**YOUR TASK**
Lines with "ottoman": pull these out of the listing below.
*** GIVEN INFORMATION Section Begins ***
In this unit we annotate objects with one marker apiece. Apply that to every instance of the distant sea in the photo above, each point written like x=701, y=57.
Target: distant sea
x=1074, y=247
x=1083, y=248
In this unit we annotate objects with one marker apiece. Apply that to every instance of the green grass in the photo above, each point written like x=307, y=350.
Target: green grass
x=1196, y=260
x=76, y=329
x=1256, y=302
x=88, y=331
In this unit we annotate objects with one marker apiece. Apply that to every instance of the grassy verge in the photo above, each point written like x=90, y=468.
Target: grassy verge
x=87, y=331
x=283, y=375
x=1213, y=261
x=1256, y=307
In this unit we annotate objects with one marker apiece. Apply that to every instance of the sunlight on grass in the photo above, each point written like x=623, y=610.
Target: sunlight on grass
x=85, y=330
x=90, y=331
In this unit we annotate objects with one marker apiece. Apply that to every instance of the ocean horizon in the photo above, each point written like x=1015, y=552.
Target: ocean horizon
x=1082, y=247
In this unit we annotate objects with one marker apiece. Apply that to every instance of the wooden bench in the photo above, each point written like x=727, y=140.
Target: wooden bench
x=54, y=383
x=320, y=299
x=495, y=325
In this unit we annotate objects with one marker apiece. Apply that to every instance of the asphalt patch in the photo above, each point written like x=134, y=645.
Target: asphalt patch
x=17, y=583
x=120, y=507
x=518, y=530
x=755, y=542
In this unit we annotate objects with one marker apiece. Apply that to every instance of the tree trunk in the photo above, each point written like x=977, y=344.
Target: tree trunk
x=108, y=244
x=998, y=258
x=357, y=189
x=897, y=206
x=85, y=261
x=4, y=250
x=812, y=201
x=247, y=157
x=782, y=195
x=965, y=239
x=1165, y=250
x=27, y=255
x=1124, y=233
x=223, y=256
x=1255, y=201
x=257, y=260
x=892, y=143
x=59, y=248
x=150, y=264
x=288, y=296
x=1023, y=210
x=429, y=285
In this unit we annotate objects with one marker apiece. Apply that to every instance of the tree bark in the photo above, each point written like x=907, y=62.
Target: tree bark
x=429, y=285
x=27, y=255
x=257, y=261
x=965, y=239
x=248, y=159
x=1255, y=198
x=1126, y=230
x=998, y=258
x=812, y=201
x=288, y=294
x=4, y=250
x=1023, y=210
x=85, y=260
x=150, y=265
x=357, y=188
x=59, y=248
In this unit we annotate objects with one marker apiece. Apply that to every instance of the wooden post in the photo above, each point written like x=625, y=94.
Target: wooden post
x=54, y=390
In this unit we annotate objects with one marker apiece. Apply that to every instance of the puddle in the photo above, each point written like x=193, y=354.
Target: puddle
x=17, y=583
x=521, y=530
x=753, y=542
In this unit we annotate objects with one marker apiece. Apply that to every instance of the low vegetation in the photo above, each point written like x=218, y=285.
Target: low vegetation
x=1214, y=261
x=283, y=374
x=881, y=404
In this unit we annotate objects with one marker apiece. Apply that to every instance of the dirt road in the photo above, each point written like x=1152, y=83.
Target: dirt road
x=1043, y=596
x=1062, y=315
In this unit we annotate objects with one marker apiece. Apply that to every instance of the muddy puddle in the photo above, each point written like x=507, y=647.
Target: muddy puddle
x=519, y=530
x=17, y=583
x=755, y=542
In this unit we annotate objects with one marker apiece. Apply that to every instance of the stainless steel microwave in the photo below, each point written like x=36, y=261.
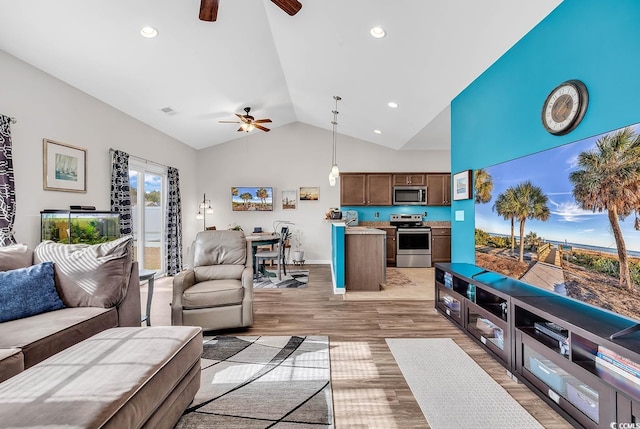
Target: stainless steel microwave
x=409, y=195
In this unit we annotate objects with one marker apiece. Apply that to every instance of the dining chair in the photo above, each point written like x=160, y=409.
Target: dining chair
x=277, y=254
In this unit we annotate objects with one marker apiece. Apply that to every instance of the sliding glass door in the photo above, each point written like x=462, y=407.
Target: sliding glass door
x=148, y=199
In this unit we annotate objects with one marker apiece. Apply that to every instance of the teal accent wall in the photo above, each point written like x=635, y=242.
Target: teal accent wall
x=498, y=116
x=337, y=257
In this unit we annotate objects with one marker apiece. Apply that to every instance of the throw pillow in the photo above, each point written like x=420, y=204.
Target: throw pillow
x=90, y=275
x=28, y=291
x=15, y=256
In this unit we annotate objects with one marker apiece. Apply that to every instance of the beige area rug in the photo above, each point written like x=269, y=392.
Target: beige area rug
x=402, y=284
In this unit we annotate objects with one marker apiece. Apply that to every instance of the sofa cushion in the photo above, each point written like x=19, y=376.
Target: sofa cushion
x=46, y=334
x=28, y=291
x=15, y=256
x=87, y=275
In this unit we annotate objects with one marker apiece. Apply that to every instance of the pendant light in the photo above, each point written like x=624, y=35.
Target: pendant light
x=335, y=171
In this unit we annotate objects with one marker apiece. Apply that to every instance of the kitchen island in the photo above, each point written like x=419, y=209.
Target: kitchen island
x=365, y=258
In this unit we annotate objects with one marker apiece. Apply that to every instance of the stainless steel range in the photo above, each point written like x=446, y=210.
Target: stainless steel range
x=413, y=241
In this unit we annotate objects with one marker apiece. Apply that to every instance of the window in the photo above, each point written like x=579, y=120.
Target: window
x=148, y=195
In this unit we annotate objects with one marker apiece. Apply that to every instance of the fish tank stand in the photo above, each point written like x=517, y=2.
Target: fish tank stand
x=79, y=226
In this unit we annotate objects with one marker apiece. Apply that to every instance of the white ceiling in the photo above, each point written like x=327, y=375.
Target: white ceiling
x=286, y=68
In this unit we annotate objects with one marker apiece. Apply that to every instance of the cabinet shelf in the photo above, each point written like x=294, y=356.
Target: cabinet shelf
x=554, y=344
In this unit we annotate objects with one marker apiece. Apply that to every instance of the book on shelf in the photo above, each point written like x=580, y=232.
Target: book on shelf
x=618, y=364
x=606, y=364
x=615, y=356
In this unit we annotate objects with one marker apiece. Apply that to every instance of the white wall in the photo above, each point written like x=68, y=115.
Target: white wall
x=289, y=157
x=46, y=107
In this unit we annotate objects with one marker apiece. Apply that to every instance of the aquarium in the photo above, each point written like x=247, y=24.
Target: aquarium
x=75, y=226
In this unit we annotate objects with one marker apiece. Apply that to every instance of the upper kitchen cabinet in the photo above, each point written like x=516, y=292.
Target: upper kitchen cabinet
x=409, y=179
x=362, y=189
x=439, y=189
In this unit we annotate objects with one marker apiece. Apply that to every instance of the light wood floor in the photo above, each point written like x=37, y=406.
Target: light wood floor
x=368, y=387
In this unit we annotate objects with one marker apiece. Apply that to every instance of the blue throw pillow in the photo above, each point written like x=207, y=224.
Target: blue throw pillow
x=28, y=291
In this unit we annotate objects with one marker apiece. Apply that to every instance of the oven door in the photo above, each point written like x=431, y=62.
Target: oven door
x=413, y=241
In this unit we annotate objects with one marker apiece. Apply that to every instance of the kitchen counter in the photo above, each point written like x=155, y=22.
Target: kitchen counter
x=367, y=230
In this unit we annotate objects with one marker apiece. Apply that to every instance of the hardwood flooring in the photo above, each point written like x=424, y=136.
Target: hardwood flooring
x=369, y=390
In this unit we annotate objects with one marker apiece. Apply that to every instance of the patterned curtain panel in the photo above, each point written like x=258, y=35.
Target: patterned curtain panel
x=7, y=184
x=174, y=223
x=120, y=192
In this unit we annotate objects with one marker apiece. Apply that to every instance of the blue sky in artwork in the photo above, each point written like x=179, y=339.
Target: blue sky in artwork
x=550, y=171
x=252, y=190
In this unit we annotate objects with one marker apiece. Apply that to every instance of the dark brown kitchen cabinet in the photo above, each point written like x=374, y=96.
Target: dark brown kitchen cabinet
x=363, y=189
x=391, y=245
x=409, y=179
x=440, y=244
x=439, y=189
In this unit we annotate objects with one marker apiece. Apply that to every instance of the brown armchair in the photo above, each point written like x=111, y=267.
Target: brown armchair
x=217, y=293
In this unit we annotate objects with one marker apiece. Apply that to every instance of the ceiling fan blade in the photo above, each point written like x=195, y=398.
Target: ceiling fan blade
x=291, y=7
x=208, y=10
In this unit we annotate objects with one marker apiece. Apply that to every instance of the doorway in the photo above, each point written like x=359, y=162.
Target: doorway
x=148, y=197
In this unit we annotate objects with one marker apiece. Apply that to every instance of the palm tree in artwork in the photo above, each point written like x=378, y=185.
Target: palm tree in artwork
x=483, y=182
x=529, y=202
x=505, y=207
x=608, y=179
x=262, y=194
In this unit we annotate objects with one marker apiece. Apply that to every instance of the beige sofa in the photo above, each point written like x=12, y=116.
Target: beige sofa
x=88, y=307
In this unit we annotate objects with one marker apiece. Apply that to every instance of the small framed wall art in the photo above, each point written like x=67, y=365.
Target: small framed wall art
x=462, y=185
x=309, y=193
x=64, y=167
x=289, y=199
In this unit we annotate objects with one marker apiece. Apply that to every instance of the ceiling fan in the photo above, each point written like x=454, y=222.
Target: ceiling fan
x=209, y=8
x=248, y=122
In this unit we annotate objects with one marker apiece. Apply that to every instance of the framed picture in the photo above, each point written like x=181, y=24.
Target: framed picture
x=462, y=185
x=289, y=200
x=251, y=198
x=309, y=193
x=65, y=167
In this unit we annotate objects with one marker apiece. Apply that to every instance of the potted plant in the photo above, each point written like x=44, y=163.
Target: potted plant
x=298, y=254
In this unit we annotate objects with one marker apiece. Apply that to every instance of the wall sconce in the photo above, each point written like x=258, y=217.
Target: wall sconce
x=204, y=208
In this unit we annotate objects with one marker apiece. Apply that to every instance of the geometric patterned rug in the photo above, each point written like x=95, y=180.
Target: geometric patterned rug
x=293, y=279
x=263, y=382
x=452, y=390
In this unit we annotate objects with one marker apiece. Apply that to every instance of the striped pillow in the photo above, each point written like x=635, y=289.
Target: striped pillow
x=86, y=275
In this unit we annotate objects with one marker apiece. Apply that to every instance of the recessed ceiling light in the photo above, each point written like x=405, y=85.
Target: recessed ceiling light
x=378, y=32
x=149, y=32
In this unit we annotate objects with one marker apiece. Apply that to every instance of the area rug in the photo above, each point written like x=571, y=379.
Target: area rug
x=413, y=284
x=263, y=382
x=453, y=391
x=293, y=279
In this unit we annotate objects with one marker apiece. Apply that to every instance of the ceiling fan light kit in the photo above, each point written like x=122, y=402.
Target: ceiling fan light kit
x=209, y=8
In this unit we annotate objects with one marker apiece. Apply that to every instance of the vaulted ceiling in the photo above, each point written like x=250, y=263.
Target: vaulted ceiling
x=286, y=68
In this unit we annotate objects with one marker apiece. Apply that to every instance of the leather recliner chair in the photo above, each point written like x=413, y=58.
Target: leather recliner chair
x=217, y=292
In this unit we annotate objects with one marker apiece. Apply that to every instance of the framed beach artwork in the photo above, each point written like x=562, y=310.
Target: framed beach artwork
x=64, y=167
x=309, y=193
x=289, y=200
x=462, y=185
x=567, y=208
x=251, y=198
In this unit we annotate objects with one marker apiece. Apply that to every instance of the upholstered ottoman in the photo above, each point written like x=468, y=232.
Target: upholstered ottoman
*** GIVEN INFORMATION Section Ends ***
**SOLUTION FOR THIS PROBLEM**
In this unit we annotate objects with one marker apiece. Apply that to every instance of the upholstered ottoman in the photo above, each point written like x=468, y=232.
Target: upholstered ottoman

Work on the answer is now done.